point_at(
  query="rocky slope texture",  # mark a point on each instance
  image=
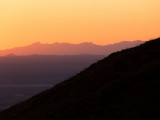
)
(123, 86)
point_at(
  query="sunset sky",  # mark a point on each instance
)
(23, 22)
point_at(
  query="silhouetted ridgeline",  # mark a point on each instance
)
(123, 86)
(69, 49)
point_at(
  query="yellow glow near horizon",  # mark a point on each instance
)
(23, 22)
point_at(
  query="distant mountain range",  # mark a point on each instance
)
(123, 86)
(69, 49)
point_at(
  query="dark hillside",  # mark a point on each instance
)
(123, 86)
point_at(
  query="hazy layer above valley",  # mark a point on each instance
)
(69, 49)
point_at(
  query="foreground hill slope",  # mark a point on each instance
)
(123, 86)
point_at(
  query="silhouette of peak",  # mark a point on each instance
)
(124, 85)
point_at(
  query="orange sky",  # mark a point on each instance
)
(23, 22)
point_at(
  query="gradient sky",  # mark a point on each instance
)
(23, 22)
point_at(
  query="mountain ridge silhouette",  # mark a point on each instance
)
(122, 86)
(69, 49)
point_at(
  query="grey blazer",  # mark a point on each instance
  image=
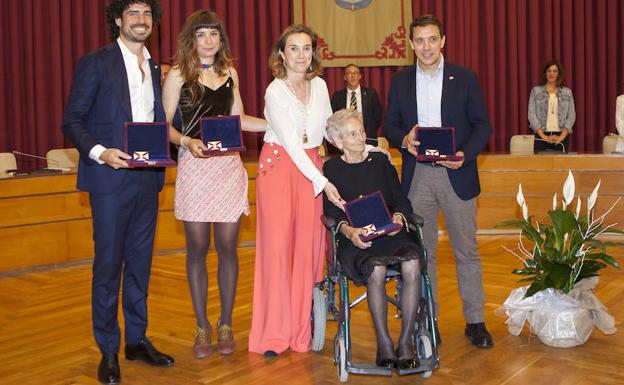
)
(538, 108)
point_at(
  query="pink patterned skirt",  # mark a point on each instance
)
(211, 189)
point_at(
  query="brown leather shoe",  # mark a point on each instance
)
(225, 339)
(202, 347)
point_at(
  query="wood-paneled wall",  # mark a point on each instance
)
(46, 221)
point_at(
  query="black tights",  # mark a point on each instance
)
(197, 244)
(410, 294)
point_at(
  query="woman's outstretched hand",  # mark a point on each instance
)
(334, 197)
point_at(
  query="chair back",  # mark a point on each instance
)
(63, 158)
(521, 145)
(7, 162)
(609, 143)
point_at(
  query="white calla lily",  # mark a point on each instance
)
(591, 201)
(568, 190)
(525, 211)
(555, 202)
(520, 196)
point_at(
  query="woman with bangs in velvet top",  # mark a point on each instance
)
(209, 189)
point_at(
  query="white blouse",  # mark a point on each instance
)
(286, 117)
(619, 122)
(552, 121)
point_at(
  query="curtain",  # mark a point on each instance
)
(505, 42)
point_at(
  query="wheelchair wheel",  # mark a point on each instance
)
(424, 350)
(319, 319)
(340, 357)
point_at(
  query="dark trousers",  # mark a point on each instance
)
(123, 233)
(540, 145)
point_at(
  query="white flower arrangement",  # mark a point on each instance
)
(567, 250)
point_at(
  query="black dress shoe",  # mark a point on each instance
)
(145, 351)
(479, 336)
(385, 362)
(407, 363)
(108, 370)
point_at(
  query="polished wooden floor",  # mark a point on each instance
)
(45, 333)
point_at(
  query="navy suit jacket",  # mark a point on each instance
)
(371, 109)
(97, 108)
(462, 107)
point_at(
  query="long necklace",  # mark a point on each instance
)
(303, 108)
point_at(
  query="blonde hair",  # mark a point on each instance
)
(276, 62)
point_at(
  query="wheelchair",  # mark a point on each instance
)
(325, 307)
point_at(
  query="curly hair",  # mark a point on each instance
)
(186, 57)
(115, 9)
(276, 63)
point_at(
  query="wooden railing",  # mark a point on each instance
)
(46, 221)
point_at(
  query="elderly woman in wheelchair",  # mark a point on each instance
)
(357, 173)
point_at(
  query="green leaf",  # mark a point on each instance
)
(563, 221)
(534, 288)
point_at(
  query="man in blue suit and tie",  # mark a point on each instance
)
(436, 93)
(115, 84)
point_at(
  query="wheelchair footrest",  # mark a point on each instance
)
(364, 368)
(426, 365)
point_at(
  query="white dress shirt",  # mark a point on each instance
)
(282, 110)
(429, 96)
(141, 91)
(358, 97)
(552, 120)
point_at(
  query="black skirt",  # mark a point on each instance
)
(384, 251)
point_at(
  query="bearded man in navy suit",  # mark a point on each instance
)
(436, 93)
(113, 85)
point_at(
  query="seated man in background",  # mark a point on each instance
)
(361, 99)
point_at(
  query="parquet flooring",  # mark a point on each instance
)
(45, 333)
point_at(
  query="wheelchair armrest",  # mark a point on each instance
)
(328, 222)
(416, 220)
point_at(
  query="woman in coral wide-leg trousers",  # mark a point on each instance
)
(289, 253)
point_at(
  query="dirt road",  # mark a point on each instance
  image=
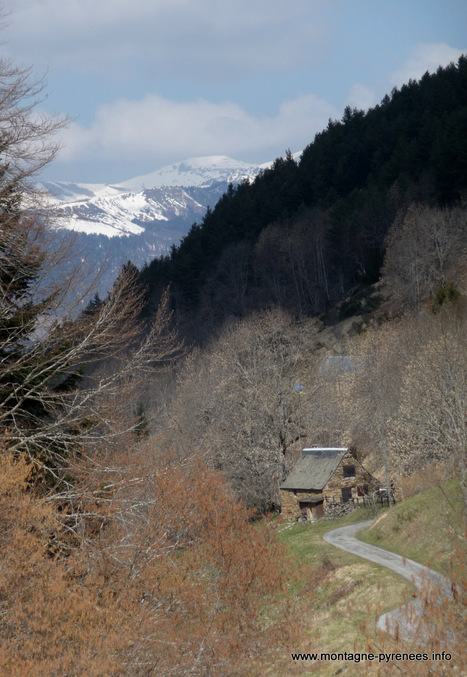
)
(405, 619)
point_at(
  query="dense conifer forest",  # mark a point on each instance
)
(143, 441)
(305, 235)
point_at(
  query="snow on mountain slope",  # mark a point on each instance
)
(141, 218)
(198, 171)
(164, 195)
(127, 213)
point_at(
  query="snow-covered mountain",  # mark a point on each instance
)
(141, 218)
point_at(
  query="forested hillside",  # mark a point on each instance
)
(143, 441)
(305, 235)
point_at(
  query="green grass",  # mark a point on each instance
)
(351, 592)
(426, 527)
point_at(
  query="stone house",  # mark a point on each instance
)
(322, 478)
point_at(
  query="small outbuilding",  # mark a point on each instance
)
(322, 478)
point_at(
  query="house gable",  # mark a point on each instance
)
(328, 475)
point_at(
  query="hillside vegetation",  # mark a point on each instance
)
(354, 592)
(143, 441)
(304, 236)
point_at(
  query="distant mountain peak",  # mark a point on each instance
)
(195, 172)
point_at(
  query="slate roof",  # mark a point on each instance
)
(314, 468)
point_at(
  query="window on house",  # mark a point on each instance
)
(346, 494)
(349, 471)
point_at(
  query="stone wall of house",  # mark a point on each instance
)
(333, 489)
(290, 508)
(332, 492)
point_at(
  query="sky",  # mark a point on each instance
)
(146, 83)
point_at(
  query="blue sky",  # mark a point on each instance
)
(149, 82)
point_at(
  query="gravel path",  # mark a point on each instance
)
(405, 620)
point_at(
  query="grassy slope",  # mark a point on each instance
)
(354, 592)
(425, 527)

=-=-=

* DIRECTION
Using the data above, print every line exactly, omitting pictures.

* TASK RESULT
point_at(
  query="rocky slope texture",  # mark a point on each instance
  image=
)
(123, 86)
point_at(
  query="sunset sky",  # mark a point on each instance
)
(23, 22)
point_at(
  query="silhouetted ridgeline",  # mark a point on each instance
)
(123, 86)
(69, 49)
point_at(
  query="yellow glow near horizon",  # mark a point on each instance
)
(23, 22)
point_at(
  query="distant mountain range",  # mark a point on each instance
)
(123, 86)
(69, 49)
point_at(
  query="dark hillside",  # mark a point on each instance
)
(123, 86)
point_at(
  query="hazy layer above valley",  # mark a point on each instance
)
(69, 49)
point_at(
  query="foreground hill slope",  # mark a point on each instance
)
(123, 86)
point_at(
  query="silhouette of peak",  # mark a point on each instance
)
(124, 85)
point_at(
  query="orange sky",  # mark a point on each instance
)
(23, 22)
point_at(
  query="gradient sky",  # mark a point on each instance
)
(23, 22)
point_at(
  query="mountain ridge silhouette",  # mark a point on each instance
)
(122, 86)
(69, 49)
point_at(
  query="grey blazer",  # mark a point on each instance
  image=
)
(538, 108)
point_at(
  query="pink patterned skirt",  # mark a point on each instance
)
(211, 189)
point_at(
  query="brown leather shoe",  # mark a point on each instance
)
(225, 339)
(202, 347)
point_at(
  query="wood-paneled wall",  # mark a point on each instance
)
(46, 221)
point_at(
  query="black tights",  # mark a point on each instance
)
(197, 244)
(410, 294)
point_at(
  query="woman's outstretched hand",  # mark a point on each instance
)
(334, 197)
point_at(
  query="chair back",  # mark a point on each instance
)
(63, 158)
(521, 145)
(7, 162)
(609, 143)
point_at(
  query="white calla lily",  # mark a point on each instance
)
(591, 201)
(568, 190)
(525, 211)
(555, 202)
(520, 196)
point_at(
  query="woman with bangs in velvet top",  # mark a point on each instance
)
(209, 189)
point_at(
  query="white blouse",  # mark a point on each instance
)
(286, 117)
(619, 122)
(552, 121)
point_at(
  query="curtain",  # mark a point on each instance
)
(505, 42)
point_at(
  query="wheelchair wheel",  # mark a point on each instance
)
(424, 350)
(319, 319)
(340, 357)
point_at(
  query="dark trousers",  # mark a point on each instance
)
(123, 233)
(540, 145)
point_at(
  query="white flower arrangement",  # mark a point on each instance
)
(567, 250)
point_at(
  query="black dress shoe",  # mark a point on each instance
)
(145, 351)
(479, 336)
(385, 362)
(407, 363)
(108, 370)
point_at(
  query="polished wooden floor",  # mark a point on each instance
)
(45, 333)
point_at(
  query="navy suit jacket",  # mark a point on each instance
)
(371, 109)
(97, 108)
(462, 107)
point_at(
  query="long necklace",  # mark a point on each instance
)
(303, 108)
point_at(
  query="blonde hair",  # mark a point on each instance
)
(276, 62)
point_at(
  query="wheelchair",  # mark a point on each instance
)
(325, 307)
point_at(
  query="curly hair",  # mark a point on each instance
)
(186, 57)
(115, 9)
(276, 63)
point_at(
  query="wooden railing",  # mark a point on each instance
)
(46, 221)
point_at(
  query="elderly woman in wheelchair",  # mark a point on each instance
)
(357, 173)
point_at(
  query="green leaf",  # mark a point on each instance
)
(563, 221)
(534, 288)
point_at(
  query="man in blue suit and tie",  # mark a point on each instance
)
(436, 93)
(115, 84)
point_at(
  query="wheelchair footrest",  # mark a point on each instance
)
(364, 368)
(426, 365)
point_at(
  query="white dress shirt",  # mark a point on each instance
)
(282, 110)
(429, 96)
(141, 91)
(358, 97)
(552, 120)
point_at(
  query="black skirt",  # mark a point on each instance
)
(384, 251)
point_at(
  query="bearded man in navy suit",  # mark a point on each instance
)
(436, 93)
(113, 85)
point_at(
  query="seated man in background",  # mark a point on each instance
)
(361, 99)
point_at(
  query="parquet flooring",  # mark a point on each instance
)
(45, 333)
point_at(
  query="wheelchair armrest",  # mark a point on each instance
)
(328, 222)
(416, 220)
point_at(
  query="woman in coral wide-leg trousers",  # mark a point on each instance
)
(289, 253)
point_at(
  query="dirt road",  # mark a point on each instance
  image=
)
(405, 619)
point_at(
  query="dense conifer forest",  # mark a point on each instance
)
(143, 441)
(305, 235)
point_at(
  query="snow on mountain slope",  # mark a point on each instance
)
(141, 218)
(198, 171)
(164, 195)
(127, 213)
point_at(
  query="snow-covered mountain",  # mark a point on each instance
)
(141, 218)
point_at(
  query="forested hillside",  # mark a point on each instance
)
(143, 441)
(305, 235)
point_at(
  query="green grass",  # mark a point on each instance
)
(351, 592)
(426, 527)
point_at(
  query="stone house",  # mark a point on each instance
)
(322, 478)
point_at(
  query="small outbuilding",  # mark a point on each instance
)
(322, 478)
point_at(
  query="house gable",  # mark a point on each instance
)
(328, 475)
point_at(
  query="hillside vegetation",  # mark a point on each instance
)
(354, 592)
(143, 441)
(304, 236)
point_at(
  query="distant mountain peak",  # mark a point on each instance
)
(195, 172)
point_at(
  query="slate roof",  # mark a point on each instance
)
(314, 468)
point_at(
  query="window on house",  # mark a point on each instance
)
(346, 494)
(349, 471)
point_at(
  query="stone wall of house",  # mark a point on each instance
)
(333, 489)
(290, 508)
(332, 492)
point_at(
  query="sky",  # mark a point on each instance
)
(146, 83)
point_at(
  query="blue sky",  # mark a point on each instance
)
(149, 82)
point_at(
  query="gravel path",  # mark a point on each instance
)
(405, 620)
point_at(
  query="grassy slope",  # mark a point on each instance
)
(354, 592)
(425, 527)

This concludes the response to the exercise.